However as can be seen the key estimates are really blurry, this means that the algorithm has a hard time finding a stable estimation of what the actual key usage is. The sparser texture of the song throws off the key-finding algorithm seriously. I am wondering what makes this song especially hard for the algorithm to structure, since in comparison to other songs I found that this song had one of the least clear key estimates. I think this does make the musical characteristics of the song more interesting to analyze further in the future. So in conclusion the difference between this song and songs actually classified as Pop songs, is that Pop songs tend to have a little clearer structure while this song :SAD! is especially unclear in its keygram.
Explanation
In the Phonk playlist there is the song: MOZART PHONK, from which the chordogram can be seen in the top plot. I thought It would be fun to compare the chordogram of that song with the actual song from Mozart: Piano Sonata No. 11, which can be seen in the plot below. The x-axis represents the time in secends whereas the y-axis represents the chords played at those times.
We can see that some chord structure of the original song is kept, even though a couple of lot chords might have been altered or completely changed for extra energetic effect. It seems that the MOZART PHONK has a higher coverage of bright yellow squares, indicating that there are a lot of chords with extremely high energy. While the original song seems to have a little more balance between high energy chords and low energy chords. However when zooming in on the original song, so that it’s domain is ranging from 0-70 seconds, we can see that the two songs are really quite similar in regard to their chord profile. So although I believe it is slightly difficult to compare the two songs since the duration of the original song is a lot longer, we can still clearly see a lot of resemblance of the original song in the Phonk version of the song.

======

OBJECTIVE: Print the part of the music analysis passage starting at "However as can" and ending at "in its keygram.", word for word.

RECORDED INFORMATION:
======

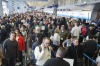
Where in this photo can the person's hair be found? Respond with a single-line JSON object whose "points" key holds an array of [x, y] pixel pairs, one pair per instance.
{"points": [[57, 30], [46, 38], [1, 55], [91, 36], [12, 32], [61, 52]]}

======

SOLVED PROBLEM:
However as can be seen the key estimates are really blurry, this means that the algorithm has a hard time finding a stable estimation of what the actual key usage is. The sparser texture of the song throws off the key-finding algorithm seriously. I am wondering what makes this song especially hard for the algorithm to structure, since in comparison to other songs I found that this song had one of the least clear key estimates. I think this does make the musical characteristics of the song more interesting to analyze further in the future. So in conclusion the difference between this song and songs actually classified as Pop songs, is that Pop songs tend to have a little clearer structure while this song :SAD! is especially unclear in its keygram.